REQUIREMENTS - Would you retype all of the data below line for line, with no changes, and leave out the pictures?

RECORD SET -

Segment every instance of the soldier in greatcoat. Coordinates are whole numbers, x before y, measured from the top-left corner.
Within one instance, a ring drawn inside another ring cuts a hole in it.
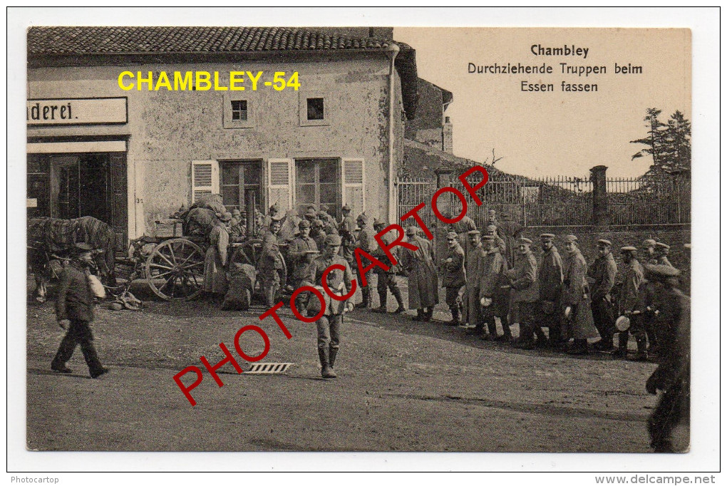
[[[56,320],[66,330],[60,341],[58,352],[51,363],[50,368],[58,373],[71,373],[65,365],[76,347],[81,345],[91,378],[97,378],[108,373],[93,345],[93,334],[90,324],[94,318],[94,295],[89,285],[89,267],[93,264],[93,248],[79,243],[73,248],[71,263],[60,272],[58,296],[55,301]]]
[[[567,323],[568,336],[573,338],[569,355],[588,353],[588,339],[598,337],[593,325],[590,296],[586,272],[588,266],[578,248],[578,238],[566,237],[566,259],[563,262],[563,315]]]
[[[636,339],[638,350],[637,357],[646,359],[648,357],[646,333],[643,321],[645,309],[642,295],[639,292],[643,282],[643,267],[638,261],[636,252],[634,246],[623,246],[621,248],[621,256],[626,265],[626,271],[619,298],[619,313],[627,317],[631,324],[627,331],[619,333],[619,348],[613,353],[614,357],[626,357],[629,334]]]
[[[487,324],[489,333],[486,338],[491,341],[508,342],[512,340],[513,336],[507,317],[503,319],[502,317],[507,316],[507,311],[502,309],[503,304],[509,304],[510,299],[507,262],[500,254],[494,235],[485,235],[482,240],[485,258],[480,280],[480,305],[482,306],[483,320]],[[503,295],[505,288],[507,288],[507,293]],[[495,317],[500,317],[502,336],[497,335]]]
[[[680,422],[689,424],[690,301],[678,288],[680,272],[668,265],[644,265],[654,285],[659,308],[656,324],[662,343],[659,367],[646,381],[646,391],[663,391],[648,419],[651,447],[656,453],[681,452],[672,444],[672,431]]]
[[[591,285],[591,312],[593,323],[601,334],[601,341],[593,344],[598,351],[614,350],[614,333],[616,315],[611,290],[616,283],[617,267],[611,252],[608,240],[598,240],[598,256],[588,267],[587,275],[593,279]]]
[[[303,284],[317,287],[324,296],[325,311],[321,318],[316,321],[316,325],[318,331],[321,376],[329,378],[337,376],[333,368],[340,347],[340,330],[343,324],[343,315],[347,310],[351,310],[353,307],[348,300],[339,301],[332,299],[321,286],[321,279],[324,272],[332,265],[342,266],[343,270],[337,268],[329,272],[326,276],[326,283],[332,292],[338,296],[345,296],[351,290],[353,274],[351,272],[351,267],[348,266],[348,262],[338,254],[341,246],[341,237],[338,235],[329,235],[326,237],[325,244],[324,254],[313,260],[308,266],[308,275]],[[317,315],[321,310],[321,301],[313,295],[310,296],[308,302],[308,316]]]
[[[386,226],[387,224],[385,222],[379,221],[377,219],[374,219],[374,231],[377,234],[383,231],[384,227]],[[381,239],[384,242],[384,244],[388,246],[394,240],[395,238],[393,234],[392,234],[392,231],[389,231],[385,233],[381,237]],[[391,291],[391,295],[394,296],[394,299],[396,299],[396,303],[398,304],[394,312],[395,314],[401,314],[406,311],[406,309],[404,307],[403,299],[401,297],[401,291],[399,289],[398,273],[401,264],[398,263],[398,250],[399,247],[395,246],[391,251],[392,255],[393,255],[394,259],[397,262],[397,264],[395,265],[392,264],[392,262],[389,260],[389,256],[386,254],[379,245],[376,246],[376,249],[371,254],[372,256],[374,256],[389,267],[387,270],[385,270],[380,267],[376,267],[374,269],[374,273],[376,274],[377,277],[376,290],[379,293],[379,307],[374,310],[374,312],[386,314],[387,294],[390,291]]]
[[[515,260],[515,267],[507,271],[507,278],[513,288],[513,303],[518,307],[519,316],[520,337],[518,338],[515,347],[532,349],[535,347],[534,333],[539,296],[538,266],[535,256],[530,250],[532,240],[521,237],[517,243],[518,258]],[[542,331],[540,332],[542,333]]]
[[[540,328],[548,328],[549,339],[546,341],[538,336],[538,341],[542,344],[550,342],[553,347],[558,347],[562,341],[561,294],[563,291],[563,260],[561,254],[553,241],[555,235],[543,233],[540,235],[540,247],[543,251],[543,259],[538,267],[538,291],[540,301],[541,319],[536,327],[536,333]],[[542,332],[542,330],[541,330]],[[541,342],[542,341],[542,342]]]
[[[449,307],[452,319],[451,325],[459,325],[462,299],[459,291],[465,285],[465,251],[457,241],[457,234],[454,231],[447,233],[447,253],[441,259],[442,286],[445,289],[444,301]]]
[[[417,309],[414,320],[429,320],[439,303],[439,280],[434,265],[434,248],[428,240],[417,235],[419,228],[406,228],[406,240],[417,248],[404,250],[402,264],[409,275],[409,308]]]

ANSWER IN FULL -
Segment every instance of the soldier in greatcoat. Coordinates are whole numbers, x before y, measured from the top-left corner.
Within one instance, a ring drawn inside another ring cuts a hole in it.
[[[56,320],[66,330],[60,341],[58,352],[51,363],[50,368],[58,373],[71,373],[65,365],[76,347],[81,345],[91,378],[97,378],[108,373],[93,345],[93,334],[90,324],[94,318],[94,295],[89,285],[89,267],[93,264],[93,248],[79,243],[73,248],[71,263],[60,272],[58,296],[55,301]]]
[[[567,323],[568,336],[573,338],[569,355],[588,353],[588,339],[598,337],[593,325],[590,296],[586,272],[588,266],[578,248],[578,238],[566,237],[566,259],[563,262],[563,315]]]
[[[636,339],[638,350],[637,357],[646,359],[648,357],[646,333],[643,321],[645,309],[642,295],[639,292],[643,282],[643,267],[638,261],[636,252],[634,246],[623,246],[621,248],[621,256],[626,265],[626,271],[619,298],[619,313],[627,317],[631,324],[627,331],[619,333],[619,348],[613,353],[614,357],[626,357],[629,334]]]
[[[487,324],[489,333],[486,338],[491,341],[508,342],[512,340],[513,336],[507,317],[503,319],[502,317],[507,316],[507,311],[502,309],[503,304],[509,304],[510,299],[507,262],[500,254],[494,235],[485,235],[482,240],[485,258],[480,280],[480,305],[482,306],[483,320]],[[503,295],[505,288],[507,288],[507,293]],[[495,317],[500,317],[502,336],[497,335]]]
[[[680,422],[689,424],[690,301],[678,288],[680,272],[668,265],[644,265],[654,285],[659,308],[656,324],[662,343],[659,367],[646,381],[646,391],[663,391],[648,419],[651,447],[656,453],[681,452],[672,444],[672,431]]]
[[[591,285],[591,312],[593,323],[601,334],[601,341],[593,344],[598,351],[614,350],[614,333],[616,315],[611,290],[616,283],[617,267],[611,252],[608,240],[598,240],[598,256],[588,267],[587,275],[593,279]]]
[[[303,284],[317,287],[324,296],[325,311],[321,318],[316,321],[316,325],[318,331],[321,376],[329,378],[337,376],[333,368],[340,347],[340,330],[343,324],[343,315],[347,310],[351,310],[353,307],[348,300],[339,301],[332,299],[321,286],[321,279],[324,272],[332,265],[342,266],[343,270],[337,268],[329,272],[326,276],[326,283],[332,292],[338,296],[345,296],[351,290],[353,274],[351,272],[351,267],[348,266],[348,262],[338,254],[341,246],[341,237],[338,235],[329,235],[326,237],[325,244],[324,254],[313,260],[308,266],[308,275]],[[317,315],[321,310],[321,301],[313,295],[310,296],[308,302],[308,316]]]
[[[386,226],[387,224],[385,222],[379,221],[377,219],[374,219],[374,231],[377,234],[383,231],[384,227]],[[381,239],[384,242],[384,244],[388,246],[394,240],[395,238],[393,234],[392,234],[392,231],[389,231],[385,233],[381,237]],[[391,291],[391,295],[394,296],[394,299],[396,299],[396,303],[398,304],[394,312],[395,314],[401,314],[406,311],[406,309],[404,307],[403,299],[401,297],[401,291],[399,289],[398,273],[401,264],[398,263],[398,250],[399,247],[395,246],[391,251],[392,255],[393,255],[394,259],[397,262],[397,264],[395,265],[392,264],[392,262],[389,260],[389,256],[386,254],[379,245],[376,246],[376,249],[371,254],[372,256],[374,256],[389,267],[387,270],[385,270],[380,267],[376,267],[374,269],[374,273],[376,274],[377,277],[376,290],[379,293],[379,307],[374,310],[374,312],[386,314],[387,294],[390,291]]]
[[[515,260],[515,267],[507,271],[507,278],[513,288],[513,303],[518,307],[519,316],[520,337],[518,338],[515,347],[532,349],[535,347],[534,333],[539,296],[538,266],[535,256],[530,250],[532,240],[521,237],[517,243],[518,258]],[[542,331],[540,332],[542,333]]]
[[[540,328],[548,328],[549,339],[546,341],[538,336],[538,341],[542,344],[550,342],[553,347],[558,347],[562,341],[561,294],[563,291],[563,260],[561,254],[553,241],[555,235],[543,233],[540,235],[540,247],[543,251],[543,259],[538,267],[538,291],[540,301],[541,319],[536,327],[536,333]],[[542,332],[542,330],[541,330]],[[541,342],[542,341],[542,342]]]
[[[449,307],[452,319],[451,325],[459,325],[462,299],[459,291],[465,285],[465,251],[457,241],[457,234],[454,231],[447,233],[447,253],[441,259],[442,286],[445,289],[444,301]]]
[[[417,309],[414,320],[429,320],[439,303],[439,280],[434,265],[434,248],[428,240],[417,235],[419,228],[406,228],[406,240],[417,248],[404,250],[402,264],[409,275],[409,308]]]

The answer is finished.